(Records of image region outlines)
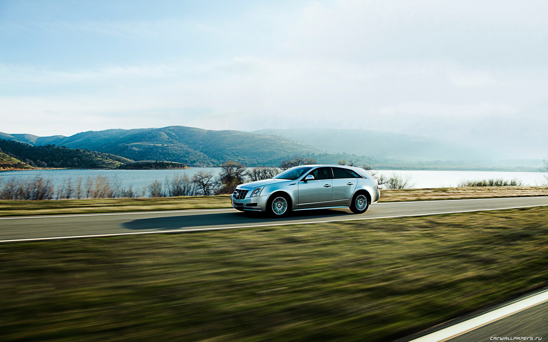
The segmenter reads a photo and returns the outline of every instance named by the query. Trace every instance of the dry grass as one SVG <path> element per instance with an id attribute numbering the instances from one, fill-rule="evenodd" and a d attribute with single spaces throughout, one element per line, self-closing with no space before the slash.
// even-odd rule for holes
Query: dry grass
<path id="1" fill-rule="evenodd" d="M 547 216 L 3 245 L 0 339 L 390 341 L 545 286 Z"/>
<path id="2" fill-rule="evenodd" d="M 485 187 L 381 190 L 381 202 L 548 196 L 548 187 Z M 230 196 L 0 201 L 0 216 L 230 208 Z"/>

**What the task requires**
Render every line of the records above as a numbered list, omitting blank lines. Leave the pictures out of your answer.

**The answer**
1. The segmenter reads a photo and returns the outline of every instance named by the query. Trace every instance of the dry grass as one SVG <path> element per instance with an id attribute numbering the instances from one, fill-rule="evenodd" and a d attribute with single spaces throughout, one element per line, self-closing with no space before the slash.
2. // even-odd rule for holes
3. Query: dry grass
4. <path id="1" fill-rule="evenodd" d="M 547 216 L 3 245 L 0 339 L 390 341 L 545 286 Z"/>
5. <path id="2" fill-rule="evenodd" d="M 485 187 L 381 190 L 381 202 L 548 196 L 548 187 Z M 230 196 L 0 201 L 0 216 L 230 208 Z"/>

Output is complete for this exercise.